What is asked →
a) In the forum thread about meat-to-bone ratios, what percentages of meat, bone, and organ does the first poster give as the guideline?
b) Summarize the forum thread about meat-to-bone ratios in two sentences.
c) Continue the forum thread about meat-to-bone ratios from the point where it stops.

Passage shown →
· · · · ·

# Meat to bone ration - What are the % numbers?



## AdrianVall

Hey guys,

I know your supposed to be giving a guideline of 80% meat, 10% bone and 10% organ.. but what I'm wondering is, what meal items have how much percentage of meat to bone.

For instance..

Are chicken backs 50% meat and %50 bone?

What about chicken quarters, turkey necks, ect ect.. ? 

Just curious so that I can get an idea of what 80% meat really is, ya know?


----------



## luvMyBRT

In the words of RFD "Your over thinking this!" :biggrin: I know from experience...I tend to over think too. 

Just feed mostly meat, some bone, some organ. Keep an eye on body condition and poops and it will all even out over time. :biggrin:


----------



## DaneMama

I think you're thinking about this a bit too much :wink:

First off, every dog is different. Some will require more bone to stay "regular" and some will require less. Let your dog be the one to tell you how much bone he needs by keeping a close eye on bowel movements. After a while it should become second nature to you for know what your dog can handle and what he can't.

· · · · ·

[Items for region annotation]
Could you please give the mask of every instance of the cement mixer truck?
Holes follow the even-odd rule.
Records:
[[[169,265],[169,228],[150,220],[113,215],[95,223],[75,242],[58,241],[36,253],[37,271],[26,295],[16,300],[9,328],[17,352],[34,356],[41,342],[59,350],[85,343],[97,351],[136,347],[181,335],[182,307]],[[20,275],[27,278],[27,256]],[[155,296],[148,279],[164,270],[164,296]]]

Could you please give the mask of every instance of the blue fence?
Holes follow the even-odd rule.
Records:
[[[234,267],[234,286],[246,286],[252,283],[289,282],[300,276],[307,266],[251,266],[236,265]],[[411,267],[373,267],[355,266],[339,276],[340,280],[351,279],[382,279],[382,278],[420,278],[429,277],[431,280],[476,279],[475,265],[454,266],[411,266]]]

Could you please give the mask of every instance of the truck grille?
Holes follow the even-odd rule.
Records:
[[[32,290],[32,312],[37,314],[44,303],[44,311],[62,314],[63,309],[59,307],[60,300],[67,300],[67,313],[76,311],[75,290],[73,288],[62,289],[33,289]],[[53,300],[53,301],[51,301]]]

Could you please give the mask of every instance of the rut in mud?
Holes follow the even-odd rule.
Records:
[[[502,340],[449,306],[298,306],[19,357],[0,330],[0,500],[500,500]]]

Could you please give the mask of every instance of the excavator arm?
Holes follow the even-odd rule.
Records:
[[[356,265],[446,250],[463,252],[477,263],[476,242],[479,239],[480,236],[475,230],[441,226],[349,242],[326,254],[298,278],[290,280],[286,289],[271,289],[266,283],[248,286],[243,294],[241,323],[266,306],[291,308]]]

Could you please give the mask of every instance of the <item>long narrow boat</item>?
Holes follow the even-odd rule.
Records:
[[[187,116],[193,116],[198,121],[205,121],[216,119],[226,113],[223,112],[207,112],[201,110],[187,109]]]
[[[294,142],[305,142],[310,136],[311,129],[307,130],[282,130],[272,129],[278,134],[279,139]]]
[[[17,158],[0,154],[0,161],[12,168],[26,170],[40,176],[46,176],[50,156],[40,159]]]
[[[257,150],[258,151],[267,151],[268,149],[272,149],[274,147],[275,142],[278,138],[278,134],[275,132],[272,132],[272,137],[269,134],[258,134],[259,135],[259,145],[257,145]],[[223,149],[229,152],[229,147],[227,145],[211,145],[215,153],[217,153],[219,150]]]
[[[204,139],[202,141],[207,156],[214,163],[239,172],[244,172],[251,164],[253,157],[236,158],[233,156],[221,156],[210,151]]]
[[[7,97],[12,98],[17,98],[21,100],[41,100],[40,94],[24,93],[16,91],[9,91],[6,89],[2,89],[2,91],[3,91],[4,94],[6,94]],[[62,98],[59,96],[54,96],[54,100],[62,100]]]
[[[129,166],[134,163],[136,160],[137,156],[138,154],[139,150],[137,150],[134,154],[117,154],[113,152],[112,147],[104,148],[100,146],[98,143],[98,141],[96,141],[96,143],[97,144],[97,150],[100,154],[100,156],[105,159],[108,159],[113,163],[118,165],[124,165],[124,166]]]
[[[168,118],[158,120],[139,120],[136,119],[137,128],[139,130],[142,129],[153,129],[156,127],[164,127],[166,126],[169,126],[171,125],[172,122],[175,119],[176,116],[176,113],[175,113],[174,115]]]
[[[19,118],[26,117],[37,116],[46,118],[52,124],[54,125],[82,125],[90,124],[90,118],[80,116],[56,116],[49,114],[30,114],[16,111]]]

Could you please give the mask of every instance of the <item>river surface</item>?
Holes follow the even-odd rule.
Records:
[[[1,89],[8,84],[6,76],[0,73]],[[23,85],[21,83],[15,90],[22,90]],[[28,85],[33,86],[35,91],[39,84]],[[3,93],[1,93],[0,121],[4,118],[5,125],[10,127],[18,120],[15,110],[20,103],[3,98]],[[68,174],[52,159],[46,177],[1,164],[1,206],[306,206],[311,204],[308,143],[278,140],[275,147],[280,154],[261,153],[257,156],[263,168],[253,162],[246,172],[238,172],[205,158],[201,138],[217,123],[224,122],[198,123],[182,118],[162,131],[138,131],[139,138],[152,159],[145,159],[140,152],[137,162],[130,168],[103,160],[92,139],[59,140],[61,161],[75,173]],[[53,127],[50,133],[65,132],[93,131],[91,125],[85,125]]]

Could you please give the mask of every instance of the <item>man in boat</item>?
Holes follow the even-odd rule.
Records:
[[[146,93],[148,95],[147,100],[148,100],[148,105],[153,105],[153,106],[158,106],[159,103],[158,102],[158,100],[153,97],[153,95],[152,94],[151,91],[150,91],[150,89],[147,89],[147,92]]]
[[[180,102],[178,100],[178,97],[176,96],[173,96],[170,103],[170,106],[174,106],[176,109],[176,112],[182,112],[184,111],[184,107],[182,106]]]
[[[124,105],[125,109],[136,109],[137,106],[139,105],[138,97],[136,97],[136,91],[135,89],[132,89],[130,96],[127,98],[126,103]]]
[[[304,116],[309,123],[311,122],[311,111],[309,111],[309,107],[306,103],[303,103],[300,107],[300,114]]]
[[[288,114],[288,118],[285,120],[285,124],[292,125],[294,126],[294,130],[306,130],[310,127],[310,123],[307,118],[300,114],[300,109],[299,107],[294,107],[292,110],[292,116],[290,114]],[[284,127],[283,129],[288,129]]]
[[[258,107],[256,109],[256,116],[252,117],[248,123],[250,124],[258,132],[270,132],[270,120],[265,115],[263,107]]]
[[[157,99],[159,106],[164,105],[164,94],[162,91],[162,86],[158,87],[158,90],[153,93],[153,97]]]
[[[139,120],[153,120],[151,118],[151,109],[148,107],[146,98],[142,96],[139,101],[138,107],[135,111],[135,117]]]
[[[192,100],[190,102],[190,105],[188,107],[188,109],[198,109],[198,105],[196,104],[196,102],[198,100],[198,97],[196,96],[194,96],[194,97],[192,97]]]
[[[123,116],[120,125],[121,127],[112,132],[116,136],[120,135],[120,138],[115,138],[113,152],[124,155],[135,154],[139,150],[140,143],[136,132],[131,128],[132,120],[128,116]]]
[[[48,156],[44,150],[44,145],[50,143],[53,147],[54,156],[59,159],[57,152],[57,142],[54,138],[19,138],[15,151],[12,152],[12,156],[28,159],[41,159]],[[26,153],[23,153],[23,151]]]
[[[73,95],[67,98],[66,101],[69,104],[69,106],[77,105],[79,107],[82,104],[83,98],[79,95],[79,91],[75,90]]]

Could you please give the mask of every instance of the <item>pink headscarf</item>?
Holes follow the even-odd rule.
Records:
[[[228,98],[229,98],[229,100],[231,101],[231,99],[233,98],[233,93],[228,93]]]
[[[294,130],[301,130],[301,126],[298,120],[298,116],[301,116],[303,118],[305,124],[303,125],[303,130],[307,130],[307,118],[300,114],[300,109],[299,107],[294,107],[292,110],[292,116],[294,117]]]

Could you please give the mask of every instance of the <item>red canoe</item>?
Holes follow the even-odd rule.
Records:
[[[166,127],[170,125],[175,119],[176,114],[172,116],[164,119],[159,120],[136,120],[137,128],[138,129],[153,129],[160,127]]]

· · · · ·

Outputs in order →
a) 80% meat, 10% bone, and 10% organ.

b) A poster who knows the guideline of 80% meat, 10% bone, and 10% organ asks how much meat and bone items like chicken backs, chicken quarters, and turkey necks contain. Replies say the poster is overthinking it and advise feeding mostly meat with some bone and organ while watching body condition and bowel movements, since every dog needs a different amount of bone.

c)
----------



## deb9017

These kind of posts are freaking me out. Cause I don't really measure anything. I just sort of pick some stuff, and feed it to him. Making sure he gets organs sometimes, etc. Maybe I am underthinking???


----------



## DaneMama

As long as youre feeding a good variety of mostly meat, some bones and some organs you're in good shape. As long as your dogs condition is at least good (if not fantastic) and he acts normally, you're in good shape.


----------



## RawFedDogs

deb9017 said:


> These kind of posts are freaking me out. Cause I don't really measure anything. I just sort of pick some stuff, and feed it to him. Making sure he gets organs sometimes, etc. Maybe I am underthinking???


No, your thinking is 100% dead on. In 8 years of raw feeding I have never measured or weighed anything I've fed. I feed a variety of animal parts and let nature work out the ratios.

For the person that asked ...
Chicken backs are 44% bone.
Breasts are 20% bone. 
Quarters 35% bone. 
All white meat total is 28% bone. 
Whole chicken (broilers & fryers) are 31%. 
Whole roasting chickens are 27%. 
Cornish game hens are 39% bone. 
Wings are 46% and necks are 36% bone. 
drumstick is 33% and thigh 21% bone
Turkey necks are 42% bone
Turkey backs are 40% bone
Turkey wings are 33% bone

All these figures are per UDSA web site.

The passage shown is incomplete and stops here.